**Zu erledigende Aufgabe:** Gib bitte alles vom Anfang der Zeilen bis einschließlich der Zeile mit "[(262, 98)]" vollständig wieder. Verändere dabei jede Koordinate in den Antworten um -91 und lass alles andere unverändert.

**Einträge im Datensatz:**
------------

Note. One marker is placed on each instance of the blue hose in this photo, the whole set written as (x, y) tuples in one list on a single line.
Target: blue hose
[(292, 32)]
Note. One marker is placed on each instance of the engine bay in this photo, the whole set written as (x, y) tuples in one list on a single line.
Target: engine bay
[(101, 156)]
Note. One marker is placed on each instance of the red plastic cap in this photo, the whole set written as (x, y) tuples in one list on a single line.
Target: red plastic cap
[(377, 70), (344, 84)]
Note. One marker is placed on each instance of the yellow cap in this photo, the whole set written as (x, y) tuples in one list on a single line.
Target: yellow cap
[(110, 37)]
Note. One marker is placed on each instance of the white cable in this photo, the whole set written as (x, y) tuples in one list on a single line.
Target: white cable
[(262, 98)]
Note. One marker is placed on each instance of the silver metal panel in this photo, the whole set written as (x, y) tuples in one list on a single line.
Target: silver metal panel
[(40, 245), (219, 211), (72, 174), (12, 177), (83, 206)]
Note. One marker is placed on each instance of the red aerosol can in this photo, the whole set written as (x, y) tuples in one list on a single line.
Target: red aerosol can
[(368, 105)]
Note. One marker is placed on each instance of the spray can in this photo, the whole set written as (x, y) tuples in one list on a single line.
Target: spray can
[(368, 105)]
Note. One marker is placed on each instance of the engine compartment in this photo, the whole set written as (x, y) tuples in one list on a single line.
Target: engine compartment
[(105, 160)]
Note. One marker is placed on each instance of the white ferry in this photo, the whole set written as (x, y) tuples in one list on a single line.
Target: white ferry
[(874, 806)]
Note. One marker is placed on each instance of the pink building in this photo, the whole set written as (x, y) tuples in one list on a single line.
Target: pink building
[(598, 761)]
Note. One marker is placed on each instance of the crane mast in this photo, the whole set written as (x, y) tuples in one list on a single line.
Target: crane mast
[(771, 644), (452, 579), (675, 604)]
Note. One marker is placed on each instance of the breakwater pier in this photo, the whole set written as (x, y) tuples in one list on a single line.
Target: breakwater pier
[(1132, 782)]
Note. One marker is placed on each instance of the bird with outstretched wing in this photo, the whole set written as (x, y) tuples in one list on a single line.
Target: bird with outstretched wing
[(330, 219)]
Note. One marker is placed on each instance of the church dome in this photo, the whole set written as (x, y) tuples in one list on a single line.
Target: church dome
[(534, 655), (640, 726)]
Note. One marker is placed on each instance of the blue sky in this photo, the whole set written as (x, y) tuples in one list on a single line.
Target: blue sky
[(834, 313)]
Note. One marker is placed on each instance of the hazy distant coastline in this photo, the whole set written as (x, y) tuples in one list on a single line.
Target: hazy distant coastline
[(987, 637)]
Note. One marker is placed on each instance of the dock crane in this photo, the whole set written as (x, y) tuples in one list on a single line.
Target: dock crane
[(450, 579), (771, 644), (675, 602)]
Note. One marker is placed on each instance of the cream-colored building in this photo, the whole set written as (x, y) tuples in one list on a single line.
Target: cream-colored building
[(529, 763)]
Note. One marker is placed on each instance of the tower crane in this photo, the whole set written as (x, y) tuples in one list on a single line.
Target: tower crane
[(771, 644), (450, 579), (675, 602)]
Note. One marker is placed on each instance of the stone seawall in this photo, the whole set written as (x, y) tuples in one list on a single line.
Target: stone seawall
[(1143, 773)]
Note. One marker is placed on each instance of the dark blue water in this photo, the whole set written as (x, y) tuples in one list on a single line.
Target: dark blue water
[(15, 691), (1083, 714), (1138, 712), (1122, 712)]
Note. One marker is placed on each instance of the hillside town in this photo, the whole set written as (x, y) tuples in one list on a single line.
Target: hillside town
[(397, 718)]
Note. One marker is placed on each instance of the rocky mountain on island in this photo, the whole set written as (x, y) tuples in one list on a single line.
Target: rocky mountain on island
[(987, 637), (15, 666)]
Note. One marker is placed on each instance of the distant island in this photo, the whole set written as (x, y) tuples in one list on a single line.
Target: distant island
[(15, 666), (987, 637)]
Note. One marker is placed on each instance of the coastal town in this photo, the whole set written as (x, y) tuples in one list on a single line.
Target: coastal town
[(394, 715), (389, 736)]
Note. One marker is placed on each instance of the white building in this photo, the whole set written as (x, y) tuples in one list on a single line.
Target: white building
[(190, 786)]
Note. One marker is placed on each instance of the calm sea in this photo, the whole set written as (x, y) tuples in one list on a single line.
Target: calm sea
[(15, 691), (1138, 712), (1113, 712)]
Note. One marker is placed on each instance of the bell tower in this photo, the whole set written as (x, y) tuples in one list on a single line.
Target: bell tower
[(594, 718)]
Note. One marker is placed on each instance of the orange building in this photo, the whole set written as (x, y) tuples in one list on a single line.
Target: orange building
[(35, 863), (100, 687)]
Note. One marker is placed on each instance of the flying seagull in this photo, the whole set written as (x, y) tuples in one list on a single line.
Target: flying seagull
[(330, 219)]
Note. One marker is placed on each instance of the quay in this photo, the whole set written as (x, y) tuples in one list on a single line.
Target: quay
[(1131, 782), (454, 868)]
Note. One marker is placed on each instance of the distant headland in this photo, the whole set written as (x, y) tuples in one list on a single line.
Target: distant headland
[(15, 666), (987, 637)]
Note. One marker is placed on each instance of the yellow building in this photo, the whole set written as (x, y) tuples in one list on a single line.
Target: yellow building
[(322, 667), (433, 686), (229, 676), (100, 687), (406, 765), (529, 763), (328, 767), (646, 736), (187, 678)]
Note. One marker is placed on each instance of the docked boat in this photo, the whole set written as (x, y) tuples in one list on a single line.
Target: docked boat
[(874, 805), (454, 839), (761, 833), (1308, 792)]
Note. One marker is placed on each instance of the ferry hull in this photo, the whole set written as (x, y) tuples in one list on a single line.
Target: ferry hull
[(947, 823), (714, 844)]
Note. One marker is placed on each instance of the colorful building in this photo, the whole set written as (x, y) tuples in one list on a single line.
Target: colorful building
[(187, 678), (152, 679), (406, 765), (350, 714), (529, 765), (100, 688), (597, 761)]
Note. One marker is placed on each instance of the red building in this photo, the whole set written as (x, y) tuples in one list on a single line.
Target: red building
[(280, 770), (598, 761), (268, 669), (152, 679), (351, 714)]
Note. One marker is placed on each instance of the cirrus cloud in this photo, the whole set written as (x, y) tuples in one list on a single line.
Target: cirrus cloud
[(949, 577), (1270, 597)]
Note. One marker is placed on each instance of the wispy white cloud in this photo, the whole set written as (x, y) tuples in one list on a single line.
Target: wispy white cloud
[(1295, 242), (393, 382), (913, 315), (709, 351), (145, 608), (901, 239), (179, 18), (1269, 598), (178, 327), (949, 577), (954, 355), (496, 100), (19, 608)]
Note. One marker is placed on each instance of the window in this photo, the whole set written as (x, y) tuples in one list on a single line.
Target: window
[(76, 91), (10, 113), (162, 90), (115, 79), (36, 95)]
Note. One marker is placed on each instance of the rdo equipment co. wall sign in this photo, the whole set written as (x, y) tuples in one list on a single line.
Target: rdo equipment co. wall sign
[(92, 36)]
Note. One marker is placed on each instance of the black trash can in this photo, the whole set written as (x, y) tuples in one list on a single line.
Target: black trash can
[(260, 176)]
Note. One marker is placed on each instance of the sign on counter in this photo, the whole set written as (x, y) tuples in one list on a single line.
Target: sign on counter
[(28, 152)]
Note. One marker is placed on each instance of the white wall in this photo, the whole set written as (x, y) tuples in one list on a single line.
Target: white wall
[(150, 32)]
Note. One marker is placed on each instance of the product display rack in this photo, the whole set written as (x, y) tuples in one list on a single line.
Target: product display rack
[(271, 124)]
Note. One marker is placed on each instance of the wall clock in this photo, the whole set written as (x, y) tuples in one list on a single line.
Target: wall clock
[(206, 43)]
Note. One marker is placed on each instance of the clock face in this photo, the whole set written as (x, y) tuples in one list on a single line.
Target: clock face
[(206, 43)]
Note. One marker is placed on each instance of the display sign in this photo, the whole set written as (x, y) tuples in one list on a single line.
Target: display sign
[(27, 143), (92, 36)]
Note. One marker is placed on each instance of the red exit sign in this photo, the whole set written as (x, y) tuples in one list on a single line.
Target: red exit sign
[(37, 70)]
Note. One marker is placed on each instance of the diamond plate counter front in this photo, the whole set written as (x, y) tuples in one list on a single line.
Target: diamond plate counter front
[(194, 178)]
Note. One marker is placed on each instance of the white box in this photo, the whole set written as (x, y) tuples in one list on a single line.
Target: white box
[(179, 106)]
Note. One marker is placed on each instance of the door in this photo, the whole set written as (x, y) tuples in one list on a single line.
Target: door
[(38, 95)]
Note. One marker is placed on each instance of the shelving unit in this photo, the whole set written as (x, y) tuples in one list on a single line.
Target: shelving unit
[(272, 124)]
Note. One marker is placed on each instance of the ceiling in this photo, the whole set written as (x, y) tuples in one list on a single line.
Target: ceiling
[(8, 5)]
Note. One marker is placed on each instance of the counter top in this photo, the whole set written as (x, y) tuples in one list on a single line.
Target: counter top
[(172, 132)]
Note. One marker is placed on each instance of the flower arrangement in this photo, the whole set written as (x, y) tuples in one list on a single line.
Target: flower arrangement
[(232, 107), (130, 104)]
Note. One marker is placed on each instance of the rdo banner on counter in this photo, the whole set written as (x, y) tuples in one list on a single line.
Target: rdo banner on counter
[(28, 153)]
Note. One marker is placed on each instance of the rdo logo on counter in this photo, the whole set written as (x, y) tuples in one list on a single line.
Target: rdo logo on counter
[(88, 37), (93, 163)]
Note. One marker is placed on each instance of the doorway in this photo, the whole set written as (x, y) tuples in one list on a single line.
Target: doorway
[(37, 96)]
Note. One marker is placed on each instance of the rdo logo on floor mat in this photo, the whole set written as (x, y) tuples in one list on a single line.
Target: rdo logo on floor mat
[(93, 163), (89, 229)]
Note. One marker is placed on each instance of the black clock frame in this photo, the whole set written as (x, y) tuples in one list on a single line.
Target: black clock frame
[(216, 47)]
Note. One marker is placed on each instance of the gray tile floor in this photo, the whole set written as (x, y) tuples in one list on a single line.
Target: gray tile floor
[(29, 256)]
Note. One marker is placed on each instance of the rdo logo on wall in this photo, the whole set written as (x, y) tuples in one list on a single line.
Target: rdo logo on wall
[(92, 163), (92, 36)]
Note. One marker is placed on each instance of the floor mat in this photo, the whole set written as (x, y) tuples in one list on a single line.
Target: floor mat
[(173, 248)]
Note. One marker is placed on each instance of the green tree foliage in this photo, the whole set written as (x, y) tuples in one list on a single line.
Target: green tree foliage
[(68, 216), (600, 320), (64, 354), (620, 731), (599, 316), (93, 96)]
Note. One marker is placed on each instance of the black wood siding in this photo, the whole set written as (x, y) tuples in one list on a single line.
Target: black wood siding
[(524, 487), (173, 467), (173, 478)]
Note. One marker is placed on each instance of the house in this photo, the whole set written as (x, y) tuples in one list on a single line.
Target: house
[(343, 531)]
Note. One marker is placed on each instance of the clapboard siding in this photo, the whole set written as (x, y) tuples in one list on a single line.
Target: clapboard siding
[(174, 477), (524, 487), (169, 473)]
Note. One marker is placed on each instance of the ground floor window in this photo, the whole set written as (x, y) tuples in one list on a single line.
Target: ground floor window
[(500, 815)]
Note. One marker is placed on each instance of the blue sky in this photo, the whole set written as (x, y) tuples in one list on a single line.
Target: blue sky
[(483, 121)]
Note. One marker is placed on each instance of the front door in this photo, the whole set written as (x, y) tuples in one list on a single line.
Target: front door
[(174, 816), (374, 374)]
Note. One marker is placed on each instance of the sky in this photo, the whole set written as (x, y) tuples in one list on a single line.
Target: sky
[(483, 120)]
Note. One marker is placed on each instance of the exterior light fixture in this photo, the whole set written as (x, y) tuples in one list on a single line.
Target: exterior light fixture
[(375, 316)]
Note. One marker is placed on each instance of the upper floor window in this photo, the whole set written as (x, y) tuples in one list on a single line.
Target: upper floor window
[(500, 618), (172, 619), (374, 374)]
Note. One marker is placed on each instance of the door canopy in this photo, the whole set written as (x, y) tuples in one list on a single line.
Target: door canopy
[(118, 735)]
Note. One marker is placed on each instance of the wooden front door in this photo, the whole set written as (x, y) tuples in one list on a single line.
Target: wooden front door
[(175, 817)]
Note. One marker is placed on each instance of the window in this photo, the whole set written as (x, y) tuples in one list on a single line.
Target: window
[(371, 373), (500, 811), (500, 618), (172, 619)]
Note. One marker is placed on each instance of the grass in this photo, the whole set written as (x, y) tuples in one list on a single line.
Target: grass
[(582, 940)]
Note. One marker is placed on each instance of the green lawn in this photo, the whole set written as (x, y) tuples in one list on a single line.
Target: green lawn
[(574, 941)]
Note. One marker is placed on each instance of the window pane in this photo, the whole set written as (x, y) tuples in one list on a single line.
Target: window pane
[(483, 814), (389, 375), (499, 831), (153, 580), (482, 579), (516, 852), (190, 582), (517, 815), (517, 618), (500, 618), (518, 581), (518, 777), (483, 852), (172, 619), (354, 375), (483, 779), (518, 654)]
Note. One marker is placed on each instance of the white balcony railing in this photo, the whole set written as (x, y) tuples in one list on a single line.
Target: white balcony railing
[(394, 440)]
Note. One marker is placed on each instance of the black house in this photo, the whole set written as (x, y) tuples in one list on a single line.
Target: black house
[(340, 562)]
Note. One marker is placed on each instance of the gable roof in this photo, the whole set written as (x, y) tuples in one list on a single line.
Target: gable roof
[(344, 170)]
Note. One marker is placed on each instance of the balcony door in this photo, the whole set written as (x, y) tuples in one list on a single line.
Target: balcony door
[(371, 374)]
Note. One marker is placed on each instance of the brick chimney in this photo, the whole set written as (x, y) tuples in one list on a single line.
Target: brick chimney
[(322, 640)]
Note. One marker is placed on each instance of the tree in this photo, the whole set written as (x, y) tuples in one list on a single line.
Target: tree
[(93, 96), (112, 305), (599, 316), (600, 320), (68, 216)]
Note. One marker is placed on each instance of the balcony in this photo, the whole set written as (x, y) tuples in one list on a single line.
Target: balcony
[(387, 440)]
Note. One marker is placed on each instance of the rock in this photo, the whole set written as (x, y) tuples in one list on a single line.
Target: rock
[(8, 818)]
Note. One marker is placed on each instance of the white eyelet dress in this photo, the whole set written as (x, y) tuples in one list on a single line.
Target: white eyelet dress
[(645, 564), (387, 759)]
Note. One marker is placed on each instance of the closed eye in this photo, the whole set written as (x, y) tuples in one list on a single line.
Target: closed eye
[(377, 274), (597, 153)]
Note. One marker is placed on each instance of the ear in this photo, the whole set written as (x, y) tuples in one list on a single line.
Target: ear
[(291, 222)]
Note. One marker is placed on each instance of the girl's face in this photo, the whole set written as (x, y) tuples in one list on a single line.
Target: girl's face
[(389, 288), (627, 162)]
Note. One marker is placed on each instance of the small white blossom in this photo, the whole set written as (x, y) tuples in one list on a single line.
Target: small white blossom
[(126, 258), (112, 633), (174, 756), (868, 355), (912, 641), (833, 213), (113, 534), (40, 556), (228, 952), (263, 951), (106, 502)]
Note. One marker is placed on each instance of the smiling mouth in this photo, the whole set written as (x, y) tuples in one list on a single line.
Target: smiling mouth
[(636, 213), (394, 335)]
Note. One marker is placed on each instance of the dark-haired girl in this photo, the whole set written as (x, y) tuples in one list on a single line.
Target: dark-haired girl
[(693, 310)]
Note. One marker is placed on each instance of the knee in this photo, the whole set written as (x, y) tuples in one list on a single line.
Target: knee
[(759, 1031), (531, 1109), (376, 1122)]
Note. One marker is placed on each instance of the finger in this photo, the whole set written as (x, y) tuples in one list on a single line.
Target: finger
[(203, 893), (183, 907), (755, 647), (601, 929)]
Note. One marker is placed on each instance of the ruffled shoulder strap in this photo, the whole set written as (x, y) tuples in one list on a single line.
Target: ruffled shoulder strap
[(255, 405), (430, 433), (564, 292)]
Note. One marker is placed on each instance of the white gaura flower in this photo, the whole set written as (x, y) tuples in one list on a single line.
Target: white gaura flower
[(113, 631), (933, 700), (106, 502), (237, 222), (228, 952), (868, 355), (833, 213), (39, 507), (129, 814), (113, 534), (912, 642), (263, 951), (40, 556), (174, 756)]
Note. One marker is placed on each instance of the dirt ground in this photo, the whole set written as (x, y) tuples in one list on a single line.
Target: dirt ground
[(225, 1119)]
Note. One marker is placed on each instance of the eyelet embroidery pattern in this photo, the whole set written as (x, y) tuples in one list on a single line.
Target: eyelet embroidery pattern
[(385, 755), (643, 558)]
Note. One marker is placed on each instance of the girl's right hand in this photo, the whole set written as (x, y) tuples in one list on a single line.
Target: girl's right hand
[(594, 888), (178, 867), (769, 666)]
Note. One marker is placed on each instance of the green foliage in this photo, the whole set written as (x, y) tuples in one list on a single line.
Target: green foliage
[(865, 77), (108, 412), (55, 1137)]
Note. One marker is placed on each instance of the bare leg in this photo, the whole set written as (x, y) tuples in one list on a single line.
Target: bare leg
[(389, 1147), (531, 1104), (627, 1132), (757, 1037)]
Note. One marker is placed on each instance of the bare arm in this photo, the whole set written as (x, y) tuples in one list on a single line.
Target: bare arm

------------

**Schriftliche Antwort:**
Note. One marker is placed on each instance of the blue hose in this photo, the whole set written as (x, y) tuples in one list on a single line.
Target: blue hose
[(201, -59)]
Note. One marker is placed on each instance of the engine bay in this photo, the whole set written as (x, y) tuples in one list on a single line.
Target: engine bay
[(10, 65)]
Note. One marker is placed on each instance of the red plastic cap in this photo, the whole set written as (x, y) tuples in one list on a single line.
Target: red plastic cap
[(286, -21), (253, -7)]
Note. One marker is placed on each instance of the yellow cap in this photo, the whole set written as (x, y) tuples in one list on a single line.
Target: yellow cap
[(19, -54)]
Note. One marker is placed on each instance of the white cable in this photo, the whole set written as (x, y) tuples in one list on a single line.
Target: white cable
[(171, 7)]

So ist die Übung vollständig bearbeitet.